Work request: Pull every line of the material below into your answer unchanged, but leave out the pictures.

Given entries:
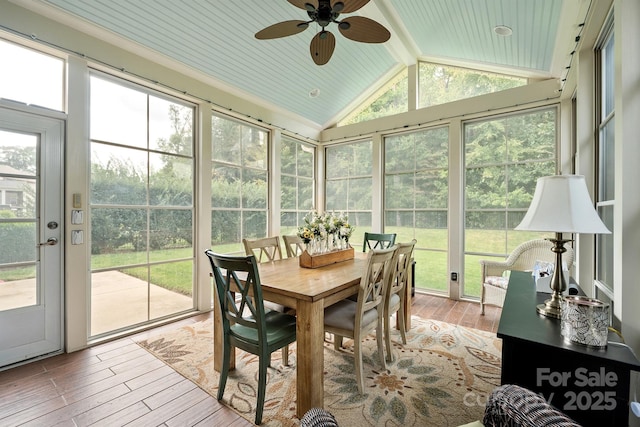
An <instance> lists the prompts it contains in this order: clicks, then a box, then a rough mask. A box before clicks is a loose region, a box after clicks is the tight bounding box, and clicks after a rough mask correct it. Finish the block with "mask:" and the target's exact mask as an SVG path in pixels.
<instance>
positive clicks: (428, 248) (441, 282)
mask: <svg viewBox="0 0 640 427" xmlns="http://www.w3.org/2000/svg"><path fill="white" fill-rule="evenodd" d="M385 231H386V232H395V233H397V234H398V237H397V241H398V242H408V241H410V240H411V239H412V238H414V234H413V233H414V232H415V239H416V240H417V244H416V250H415V252H414V259H415V261H416V265H415V269H416V274H415V283H416V287H417V288H421V289H425V290H434V291H438V292H442V293H445V294H446V293H448V286H449V271H448V268H447V257H448V252H447V238H448V235H447V230H432V229H427V230H421V229H418V230H414V229H402V228H397V229H393V230H385ZM517 236H518V240H519V241H518V242H513V244H512V245H510V246H513V247H515V245H517V244H518V243H520V242H521V241H525V240H528V239H531V238H535V237H538V236H536V235H530V234H524V233H522V234H518V235H517ZM351 244H352V246H353V247H354V248H355V250H357V251H360V250H362V242H361V241H357V239H352V242H351ZM503 245H504V233H500V232H491V231H486V230H470V231H467V232H466V247H467V249H468V250H471V251H477V252H489V251H495V252H500V251H501V248H502V247H503ZM212 249H213V250H215V251H216V252H220V253H241V251H242V246H241V245H240V244H237V243H235V244H229V245H221V246H216V247H213V248H212ZM283 253H285V251H284V248H283ZM196 255H197V256H200V254H196ZM191 256H192V250H191V248H184V249H170V250H160V251H153V252H151V253H150V261H151V262H158V261H165V260H166V261H169V260H173V259H189V258H190V257H191ZM202 257H203V259H204V254H202ZM481 258H482V257H479V256H472V255H466V256H465V259H464V262H465V268H464V294H465V295H468V296H478V297H479V296H480V289H481V287H480V277H481V274H480V265H479V260H480V259H481ZM144 262H146V254H145V253H144V252H119V253H111V254H101V255H93V256H92V257H91V267H92V269H104V268H111V267H117V266H121V265H131V264H135V263H144ZM121 271H122V272H123V273H126V274H129V275H131V276H134V277H138V278H140V279H142V280H145V281H150V282H151V283H154V284H156V285H159V286H162V287H164V288H167V289H170V290H173V291H176V292H180V293H182V294H184V295H189V296H190V295H192V293H193V289H192V286H193V263H192V261H191V260H190V259H189V260H186V261H177V262H167V263H162V264H157V265H151V266H150V267H149V268H147V267H139V268H127V269H121ZM458 273H460V272H458ZM9 279H10V280H11V278H9ZM5 280H6V279H5Z"/></svg>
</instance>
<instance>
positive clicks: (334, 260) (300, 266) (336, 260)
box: [298, 248, 353, 268]
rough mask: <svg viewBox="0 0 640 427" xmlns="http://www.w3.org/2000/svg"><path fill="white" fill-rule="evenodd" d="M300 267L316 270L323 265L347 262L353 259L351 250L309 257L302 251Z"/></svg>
mask: <svg viewBox="0 0 640 427" xmlns="http://www.w3.org/2000/svg"><path fill="white" fill-rule="evenodd" d="M298 259H299V260H300V267H304V268H318V267H324V266H325V265H329V264H335V263H336V262H342V261H347V260H350V259H353V248H348V249H343V250H339V251H332V252H326V253H324V254H317V255H309V252H307V251H304V252H303V253H302V254H301V255H300V257H299V258H298Z"/></svg>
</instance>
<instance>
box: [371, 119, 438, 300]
mask: <svg viewBox="0 0 640 427" xmlns="http://www.w3.org/2000/svg"><path fill="white" fill-rule="evenodd" d="M384 149H385V157H384V162H385V163H384V169H385V172H384V224H385V226H384V231H385V233H396V234H397V238H396V241H398V242H408V241H410V240H411V239H414V238H415V239H416V240H417V243H416V249H415V252H414V259H415V260H416V267H415V268H416V277H419V278H420V280H419V281H416V283H417V286H420V287H424V288H427V289H430V290H435V291H437V292H443V293H445V292H447V291H448V289H447V286H448V280H447V248H448V243H447V242H448V234H449V233H448V222H447V221H448V219H447V217H448V206H449V203H448V201H449V130H448V128H446V127H444V128H436V129H428V130H421V131H417V132H411V133H406V134H401V135H395V136H389V137H387V138H385V141H384Z"/></svg>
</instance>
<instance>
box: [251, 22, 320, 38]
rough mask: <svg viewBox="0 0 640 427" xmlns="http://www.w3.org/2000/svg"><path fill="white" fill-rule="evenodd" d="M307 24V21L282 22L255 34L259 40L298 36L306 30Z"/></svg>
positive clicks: (273, 25)
mask: <svg viewBox="0 0 640 427" xmlns="http://www.w3.org/2000/svg"><path fill="white" fill-rule="evenodd" d="M308 26H309V24H308V23H307V21H297V20H294V21H284V22H279V23H277V24H273V25H270V26H268V27H267V28H264V29H262V30H260V31H258V32H257V33H256V38H257V39H259V40H267V39H277V38H279V37H287V36H291V35H293V34H298V33H300V32H302V31H304V30H306V29H307V27H308Z"/></svg>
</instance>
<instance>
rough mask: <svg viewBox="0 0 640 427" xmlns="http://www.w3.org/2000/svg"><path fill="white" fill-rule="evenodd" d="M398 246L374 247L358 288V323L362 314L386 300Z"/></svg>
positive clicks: (369, 255) (357, 319)
mask: <svg viewBox="0 0 640 427" xmlns="http://www.w3.org/2000/svg"><path fill="white" fill-rule="evenodd" d="M395 253H396V247H395V246H392V247H390V248H386V249H372V250H371V251H370V252H369V256H368V257H367V267H366V270H365V273H364V274H363V276H362V278H361V279H360V288H359V290H358V307H357V309H356V313H357V314H356V323H357V322H358V321H359V320H360V319H362V314H363V313H364V312H366V311H368V310H371V309H373V308H378V309H379V310H381V309H382V307H379V306H380V305H381V304H382V302H383V301H384V295H385V293H386V290H387V284H388V283H389V278H390V276H391V275H392V274H393V273H394V271H395V266H394V265H392V260H393V257H394V255H395Z"/></svg>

Solved exercise:
An <instance> lists the prompts it contains in this order: clicks, then a box, then a rough mask. A box before clicks is a loose region, a box after clicks is the tight bounding box, and clicks after a rough mask correct it. Finish the block with "mask:" and the target's exact mask as an SVG path in pixels.
<instance>
positive clicks: (428, 248) (441, 282)
mask: <svg viewBox="0 0 640 427" xmlns="http://www.w3.org/2000/svg"><path fill="white" fill-rule="evenodd" d="M385 231H386V232H395V233H397V234H398V237H397V241H398V242H408V241H410V240H411V239H412V238H414V234H413V233H414V232H415V239H416V240H417V244H416V250H415V252H414V259H415V261H416V265H415V269H416V274H415V283H416V287H417V288H421V289H425V290H434V291H438V292H442V293H445V294H446V293H448V286H449V271H448V268H447V257H448V252H447V238H448V235H447V230H432V229H427V230H421V229H418V230H414V229H402V228H397V229H393V230H385ZM517 236H518V240H519V241H518V242H513V244H512V245H510V246H513V247H515V245H517V244H518V243H520V242H521V241H525V240H528V239H531V238H535V237H538V236H536V235H530V234H524V233H522V234H518V235H517ZM351 244H352V246H353V247H354V248H355V250H357V251H360V250H362V242H361V241H357V239H352V242H351ZM503 245H504V233H500V232H491V231H486V230H470V231H467V232H466V247H467V249H468V250H471V251H477V252H489V251H495V252H500V251H501V248H502V247H503ZM212 249H213V250H215V251H216V252H220V253H241V251H242V246H241V245H240V244H237V243H235V244H229V245H221V246H216V247H213V248H212ZM283 253H285V251H284V248H283ZM196 255H197V256H200V254H196ZM191 256H192V250H191V248H184V249H170V250H160V251H153V252H151V253H150V261H151V262H158V261H165V260H166V261H169V260H173V259H189V258H190V257H191ZM202 257H203V259H204V254H202ZM481 258H482V257H479V256H472V255H466V256H465V259H464V262H465V268H464V294H465V295H468V296H478V297H479V296H480V289H481V287H480V277H481V274H480V265H479V260H480V259H481ZM144 262H146V254H145V253H144V252H119V253H111V254H101V255H93V256H92V257H91V267H92V269H104V268H111V267H117V266H121V265H131V264H135V263H144ZM121 271H122V272H123V273H126V274H129V275H131V276H134V277H138V278H140V279H142V280H145V281H150V282H151V283H154V284H156V285H159V286H162V287H164V288H167V289H170V290H173V291H176V292H180V293H182V294H184V295H189V296H190V295H192V293H193V289H192V286H193V263H192V261H191V260H190V259H189V260H186V261H177V262H167V263H162V264H157V265H151V266H150V267H149V268H147V267H139V268H127V269H121ZM458 273H460V272H458ZM9 279H10V280H11V278H9ZM5 280H6V279H5Z"/></svg>
</instance>
<instance>
positive clicks: (334, 260) (300, 266) (336, 260)
box: [298, 248, 353, 268]
rough mask: <svg viewBox="0 0 640 427" xmlns="http://www.w3.org/2000/svg"><path fill="white" fill-rule="evenodd" d="M300 267L316 270L323 265L347 262L353 259L351 250L309 257L302 251Z"/></svg>
mask: <svg viewBox="0 0 640 427" xmlns="http://www.w3.org/2000/svg"><path fill="white" fill-rule="evenodd" d="M298 259H299V260H300V267H304V268H318V267H324V266H325V265H329V264H335V263H336V262H342V261H347V260H350V259H353V248H348V249H343V250H339V251H332V252H326V253H324V254H317V255H309V252H307V251H304V252H303V253H302V254H301V255H300V257H299V258H298Z"/></svg>
</instance>
<instance>
box: [371, 119, 438, 300]
mask: <svg viewBox="0 0 640 427" xmlns="http://www.w3.org/2000/svg"><path fill="white" fill-rule="evenodd" d="M384 149H385V157H384V162H385V163H384V169H385V172H384V224H385V226H384V231H385V233H396V234H397V238H396V241H398V242H408V241H410V240H411V239H414V238H415V239H416V240H417V243H416V249H415V252H414V259H415V260H416V267H415V268H416V277H419V278H420V280H419V281H416V283H417V286H420V287H424V288H427V289H430V290H435V291H437V292H443V293H445V292H447V291H448V289H447V286H448V280H447V248H448V243H447V242H448V234H449V233H448V222H447V221H448V219H447V217H448V206H449V203H448V201H449V130H448V128H446V127H444V128H436V129H428V130H421V131H417V132H411V133H406V134H401V135H395V136H389V137H387V138H385V141H384Z"/></svg>
</instance>
<instance>
box: [251, 22, 320, 38]
rough mask: <svg viewBox="0 0 640 427" xmlns="http://www.w3.org/2000/svg"><path fill="white" fill-rule="evenodd" d="M307 24V21L282 22L255 34L259 40L298 36L306 30Z"/></svg>
positive clicks: (273, 25)
mask: <svg viewBox="0 0 640 427" xmlns="http://www.w3.org/2000/svg"><path fill="white" fill-rule="evenodd" d="M308 26H309V24H308V23H307V21H297V20H294V21H284V22H279V23H277V24H273V25H270V26H268V27H267V28H264V29H262V30H260V31H258V32H257V33H256V38H257V39H259V40H267V39H277V38H279V37H287V36H291V35H293V34H298V33H300V32H302V31H304V30H306V29H307V27H308Z"/></svg>
</instance>
<instance>
rough mask: <svg viewBox="0 0 640 427" xmlns="http://www.w3.org/2000/svg"><path fill="white" fill-rule="evenodd" d="M398 246L374 247L358 288V323L362 314L386 300Z"/></svg>
positive clicks: (369, 255) (357, 319)
mask: <svg viewBox="0 0 640 427" xmlns="http://www.w3.org/2000/svg"><path fill="white" fill-rule="evenodd" d="M395 253H396V247H395V246H392V247H390V248H386V249H372V250H371V251H370V252H369V256H368V257H367V267H366V270H365V273H364V274H363V276H362V278H361V279H360V288H359V290H358V307H357V309H356V313H357V314H356V323H357V322H358V321H359V320H360V319H362V314H363V313H364V312H366V311H368V310H371V309H373V308H378V309H379V310H381V309H382V307H379V306H380V305H381V304H382V302H383V301H384V295H385V293H386V290H387V284H388V283H389V278H390V276H391V275H392V274H393V273H394V271H395V266H394V265H392V260H393V257H394V255H395Z"/></svg>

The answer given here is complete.